### [WORK ORDER 1]
According to the article on the mouse allergy study, in which journal was the study published online?
### [WORK ORDER 2]
Copy out the article on the mouse allergy study from "Mouse Study Shows" up to and including "been well understood.".

### [PROVIDED PASSAGE]
Mouse Study Shows How “Hair-of-the-Dog” Approach Works to Treat Allergies
DURHAM, N.C. – The hair-of-the-dog-that-bit-you is a time-honored allergy remedy for a good reason: It works.
But how it works has not been well understood.
Now a research team led by Duke Health, using mice as the models, has described the cellular processes that occur during “rush desensitization.” The approach involves giving a small dose of the allergy trigger – peanuts or bee poison or even chemotherapy -- to the susceptible patient in small, yet increasing doses over a short period.
“We have known for at least 100 years that the approach is effective,” said Soman Abraham, Ph.D, senior author of a study published online Sept. 26 in the Journal of Clinical Investigation. Abraham is professor in the departments of Pathology, Immunology, and Microbiology and Molecular Genetics at Duke University School of Medicine and professor in the Program of Emerging Infectious Diseases at Duke-National University Singapore Medical School. “People who have terrible, even life-threatening reactions to certain antigens can then tolerate an exposure – if just for a short period of time.”
Understanding how the process works could lead to new and better therapies for managing allergies to foods, dust, pollen, drugs and insect bites that cause serious and even fatal reactions for millions of people annually.

### [RECORDS SUPPLIED]
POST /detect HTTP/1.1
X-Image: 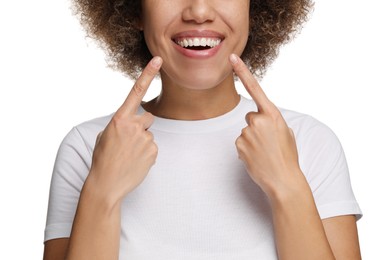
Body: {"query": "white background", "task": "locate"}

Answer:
[0,0,390,259]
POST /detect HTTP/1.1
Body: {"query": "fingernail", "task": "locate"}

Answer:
[152,57,162,68]
[229,54,238,64]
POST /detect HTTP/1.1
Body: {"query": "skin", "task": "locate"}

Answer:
[44,0,361,260]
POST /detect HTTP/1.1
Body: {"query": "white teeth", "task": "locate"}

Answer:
[176,38,221,48]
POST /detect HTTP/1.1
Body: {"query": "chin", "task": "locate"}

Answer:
[161,63,233,90]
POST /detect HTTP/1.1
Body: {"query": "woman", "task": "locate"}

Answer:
[44,0,361,260]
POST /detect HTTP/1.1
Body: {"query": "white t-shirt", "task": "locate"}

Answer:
[45,97,361,260]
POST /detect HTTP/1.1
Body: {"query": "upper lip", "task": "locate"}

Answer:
[172,30,225,41]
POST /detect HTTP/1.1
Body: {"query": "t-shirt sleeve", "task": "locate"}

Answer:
[44,128,91,241]
[298,118,362,219]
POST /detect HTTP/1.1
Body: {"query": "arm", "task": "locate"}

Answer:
[44,58,162,260]
[230,55,360,260]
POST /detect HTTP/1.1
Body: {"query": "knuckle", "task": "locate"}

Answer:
[131,79,146,96]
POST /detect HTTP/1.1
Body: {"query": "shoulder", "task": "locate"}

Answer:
[62,114,113,153]
[279,105,339,146]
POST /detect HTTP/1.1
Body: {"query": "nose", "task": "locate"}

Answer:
[182,0,215,24]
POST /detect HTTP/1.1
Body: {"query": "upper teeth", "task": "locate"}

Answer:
[176,38,221,48]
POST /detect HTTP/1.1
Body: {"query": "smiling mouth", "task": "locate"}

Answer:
[173,37,222,50]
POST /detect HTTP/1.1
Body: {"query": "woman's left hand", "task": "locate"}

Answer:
[230,54,306,198]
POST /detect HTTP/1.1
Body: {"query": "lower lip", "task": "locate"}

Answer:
[173,41,223,59]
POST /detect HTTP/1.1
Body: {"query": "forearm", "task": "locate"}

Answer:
[271,172,335,260]
[66,177,120,260]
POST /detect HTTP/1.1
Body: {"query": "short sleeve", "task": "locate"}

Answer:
[44,128,91,241]
[298,117,362,219]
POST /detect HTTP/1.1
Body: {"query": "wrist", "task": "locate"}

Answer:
[266,169,313,206]
[80,174,122,213]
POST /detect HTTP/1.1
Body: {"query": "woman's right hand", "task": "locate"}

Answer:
[86,57,162,202]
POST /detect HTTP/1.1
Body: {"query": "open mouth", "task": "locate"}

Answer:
[173,37,222,51]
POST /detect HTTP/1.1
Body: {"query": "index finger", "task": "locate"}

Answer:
[117,56,162,115]
[229,54,274,111]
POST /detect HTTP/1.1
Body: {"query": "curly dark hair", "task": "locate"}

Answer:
[73,0,313,79]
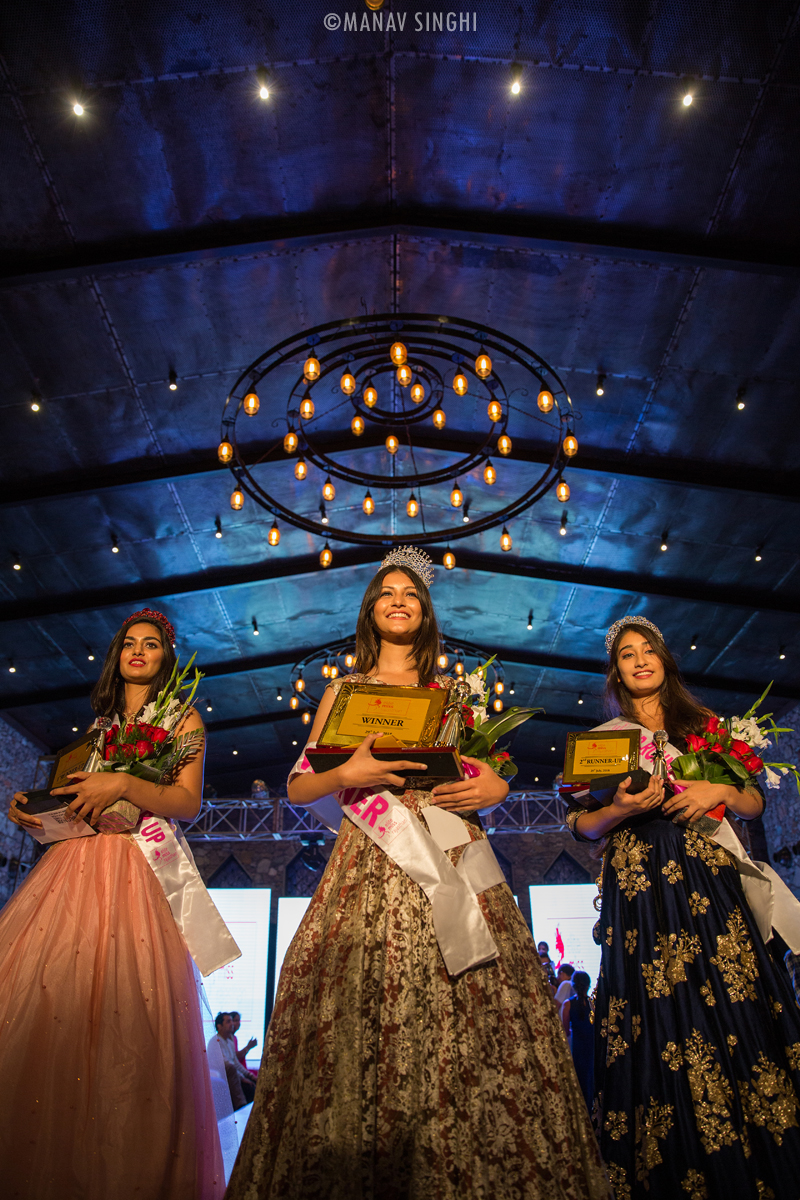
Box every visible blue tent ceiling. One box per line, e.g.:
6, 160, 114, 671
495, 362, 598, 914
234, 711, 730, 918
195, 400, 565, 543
0, 0, 800, 794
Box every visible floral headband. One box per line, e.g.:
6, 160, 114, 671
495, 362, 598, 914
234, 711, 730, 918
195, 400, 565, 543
606, 614, 663, 654
125, 608, 175, 646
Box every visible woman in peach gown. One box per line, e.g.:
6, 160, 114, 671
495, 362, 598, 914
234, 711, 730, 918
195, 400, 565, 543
0, 610, 224, 1200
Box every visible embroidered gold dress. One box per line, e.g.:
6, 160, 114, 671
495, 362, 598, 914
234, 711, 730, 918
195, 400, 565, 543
567, 722, 800, 1200
227, 681, 610, 1200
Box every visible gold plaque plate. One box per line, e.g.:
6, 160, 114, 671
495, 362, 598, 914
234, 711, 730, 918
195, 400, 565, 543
317, 683, 447, 746
564, 730, 640, 784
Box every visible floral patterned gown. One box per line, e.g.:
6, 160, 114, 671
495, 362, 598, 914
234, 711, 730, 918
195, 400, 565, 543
567, 722, 800, 1200
227, 681, 610, 1200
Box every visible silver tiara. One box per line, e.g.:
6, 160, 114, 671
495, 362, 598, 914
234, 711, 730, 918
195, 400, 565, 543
606, 614, 663, 654
380, 546, 433, 588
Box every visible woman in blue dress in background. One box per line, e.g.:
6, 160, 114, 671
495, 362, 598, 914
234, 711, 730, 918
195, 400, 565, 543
567, 617, 800, 1200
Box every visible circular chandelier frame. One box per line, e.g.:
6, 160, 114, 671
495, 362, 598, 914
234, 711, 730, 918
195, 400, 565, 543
221, 313, 575, 546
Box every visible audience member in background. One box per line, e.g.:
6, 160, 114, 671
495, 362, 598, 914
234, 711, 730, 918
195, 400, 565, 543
209, 1013, 255, 1109
555, 962, 575, 1007
230, 1012, 258, 1067
563, 964, 595, 1112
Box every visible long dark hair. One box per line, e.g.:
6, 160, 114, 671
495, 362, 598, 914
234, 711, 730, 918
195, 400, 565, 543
91, 617, 175, 716
604, 624, 711, 742
355, 566, 439, 684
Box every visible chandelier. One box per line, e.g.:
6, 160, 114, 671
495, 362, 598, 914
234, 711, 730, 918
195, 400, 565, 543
217, 313, 578, 568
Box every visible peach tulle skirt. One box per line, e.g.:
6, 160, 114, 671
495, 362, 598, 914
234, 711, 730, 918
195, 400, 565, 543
0, 834, 224, 1200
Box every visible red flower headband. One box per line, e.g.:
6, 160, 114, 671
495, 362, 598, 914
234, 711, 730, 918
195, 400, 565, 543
125, 608, 175, 646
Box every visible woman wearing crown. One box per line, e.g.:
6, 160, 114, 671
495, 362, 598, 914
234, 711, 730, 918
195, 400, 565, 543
0, 610, 224, 1200
567, 616, 800, 1200
227, 550, 609, 1200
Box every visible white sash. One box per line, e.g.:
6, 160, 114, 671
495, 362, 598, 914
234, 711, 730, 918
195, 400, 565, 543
596, 716, 800, 954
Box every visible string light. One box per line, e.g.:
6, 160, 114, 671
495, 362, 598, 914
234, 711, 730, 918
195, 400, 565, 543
475, 353, 492, 379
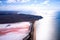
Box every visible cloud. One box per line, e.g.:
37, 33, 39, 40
42, 0, 50, 4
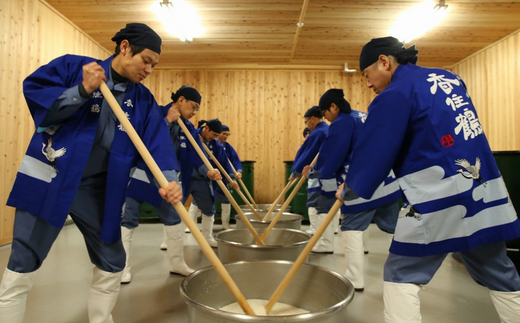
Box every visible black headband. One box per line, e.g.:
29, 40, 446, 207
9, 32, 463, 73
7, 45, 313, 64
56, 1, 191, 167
303, 105, 322, 119
359, 36, 419, 72
112, 23, 162, 55
172, 85, 202, 104
319, 89, 352, 113
198, 119, 222, 133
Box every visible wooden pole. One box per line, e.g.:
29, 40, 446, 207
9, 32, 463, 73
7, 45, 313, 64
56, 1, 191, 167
99, 82, 255, 315
265, 199, 343, 314
228, 159, 259, 209
202, 145, 262, 221
263, 178, 298, 221
177, 118, 265, 246
262, 153, 319, 241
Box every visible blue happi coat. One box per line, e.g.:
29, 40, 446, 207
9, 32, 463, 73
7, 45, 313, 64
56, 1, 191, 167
127, 103, 181, 206
291, 121, 329, 207
347, 64, 520, 256
316, 110, 401, 214
221, 142, 242, 172
7, 55, 175, 242
179, 119, 210, 203
198, 127, 235, 191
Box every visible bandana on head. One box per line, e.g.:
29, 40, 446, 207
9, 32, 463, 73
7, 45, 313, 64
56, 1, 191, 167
172, 85, 202, 104
198, 119, 222, 133
303, 106, 322, 119
359, 36, 419, 72
319, 89, 352, 113
112, 23, 162, 54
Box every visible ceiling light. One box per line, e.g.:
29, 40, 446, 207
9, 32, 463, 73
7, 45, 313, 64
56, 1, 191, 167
389, 0, 448, 43
156, 0, 203, 43
344, 63, 356, 73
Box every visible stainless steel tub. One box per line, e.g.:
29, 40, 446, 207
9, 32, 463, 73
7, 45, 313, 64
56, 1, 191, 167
215, 228, 311, 263
239, 204, 291, 212
180, 260, 354, 323
235, 211, 303, 230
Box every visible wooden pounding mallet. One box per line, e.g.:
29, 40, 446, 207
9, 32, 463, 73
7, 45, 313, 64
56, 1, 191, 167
262, 153, 319, 241
177, 118, 265, 246
202, 145, 262, 220
262, 178, 298, 221
228, 159, 259, 209
265, 199, 343, 314
99, 81, 255, 315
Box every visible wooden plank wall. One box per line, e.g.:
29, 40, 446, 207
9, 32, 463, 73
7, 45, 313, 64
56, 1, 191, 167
0, 0, 520, 245
0, 0, 110, 245
144, 71, 373, 203
453, 31, 520, 151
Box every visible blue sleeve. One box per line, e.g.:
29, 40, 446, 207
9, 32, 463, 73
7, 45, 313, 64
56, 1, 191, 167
314, 115, 355, 179
226, 144, 242, 173
139, 89, 181, 171
291, 132, 325, 176
38, 85, 90, 132
346, 89, 413, 199
186, 122, 205, 176
215, 140, 236, 181
23, 55, 95, 128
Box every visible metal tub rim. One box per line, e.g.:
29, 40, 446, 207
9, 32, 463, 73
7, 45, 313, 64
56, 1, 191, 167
179, 260, 354, 323
215, 228, 312, 249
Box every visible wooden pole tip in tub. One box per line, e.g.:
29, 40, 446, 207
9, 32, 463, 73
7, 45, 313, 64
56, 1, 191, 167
99, 82, 255, 315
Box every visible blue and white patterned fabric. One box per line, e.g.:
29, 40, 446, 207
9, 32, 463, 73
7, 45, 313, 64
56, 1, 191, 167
346, 64, 520, 256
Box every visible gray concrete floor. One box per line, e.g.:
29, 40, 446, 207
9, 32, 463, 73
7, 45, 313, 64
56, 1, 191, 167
0, 223, 499, 323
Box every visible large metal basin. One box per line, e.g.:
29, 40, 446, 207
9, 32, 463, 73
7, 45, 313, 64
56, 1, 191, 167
235, 211, 303, 230
180, 260, 354, 323
215, 228, 311, 263
239, 204, 291, 212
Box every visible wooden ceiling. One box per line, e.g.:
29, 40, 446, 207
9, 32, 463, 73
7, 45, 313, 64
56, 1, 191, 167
46, 0, 520, 70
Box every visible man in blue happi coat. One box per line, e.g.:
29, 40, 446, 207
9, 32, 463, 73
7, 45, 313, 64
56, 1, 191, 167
217, 124, 242, 230
0, 23, 182, 322
303, 96, 355, 254
121, 85, 212, 283
289, 106, 330, 234
320, 89, 401, 291
187, 119, 238, 247
340, 37, 520, 323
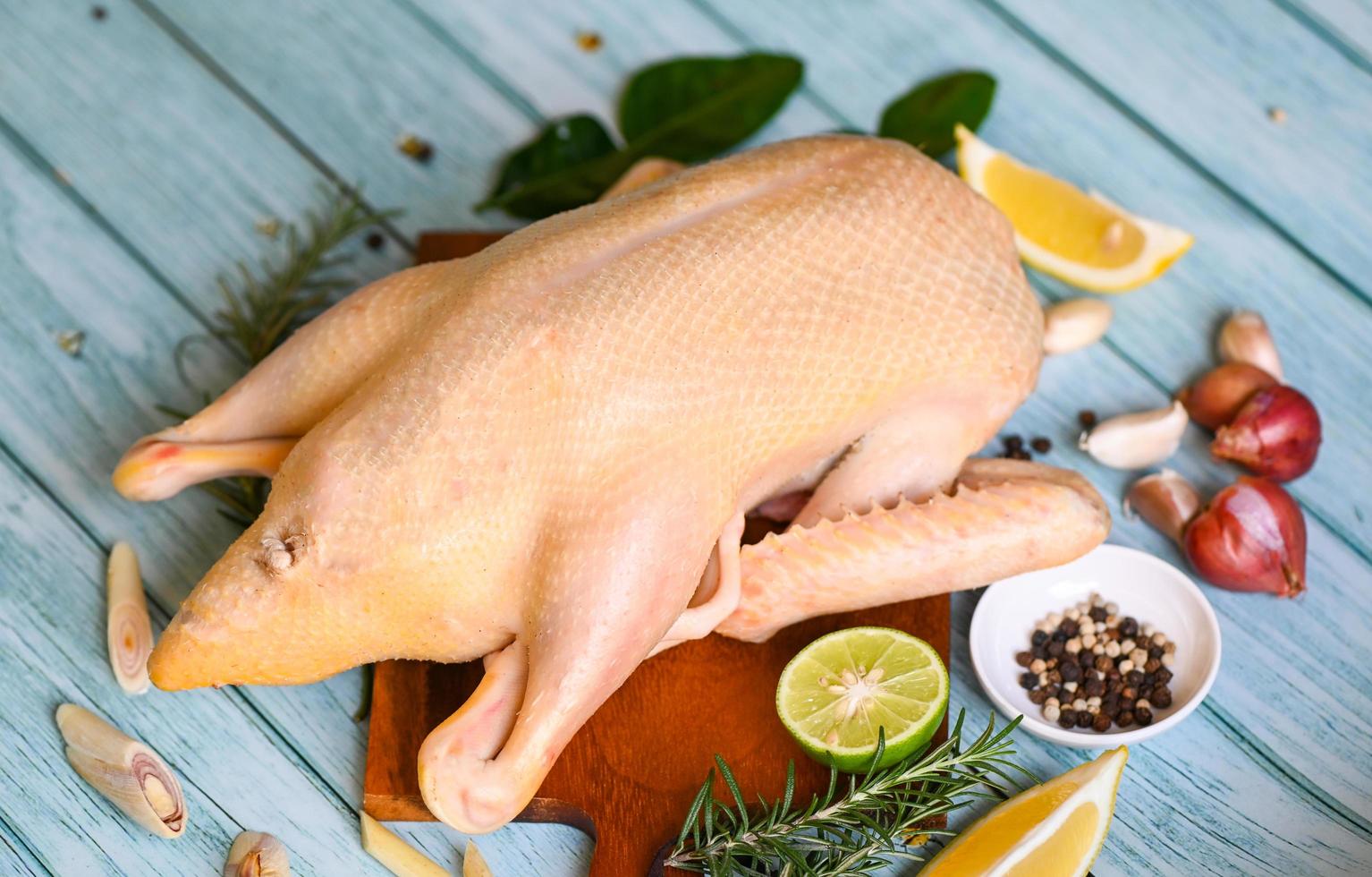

### [ANSWER BOX 1]
The Journal of Clinical Investigation.

### [ANSWER BOX 2]
Mouse Study Shows How “Hair-of-the-Dog” Approach Works to Treat Allergies
DURHAM, N.C. – The hair-of-the-dog-that-bit-you is a time-honored allergy remedy for a good reason: It works.
But how it works has not been well understood.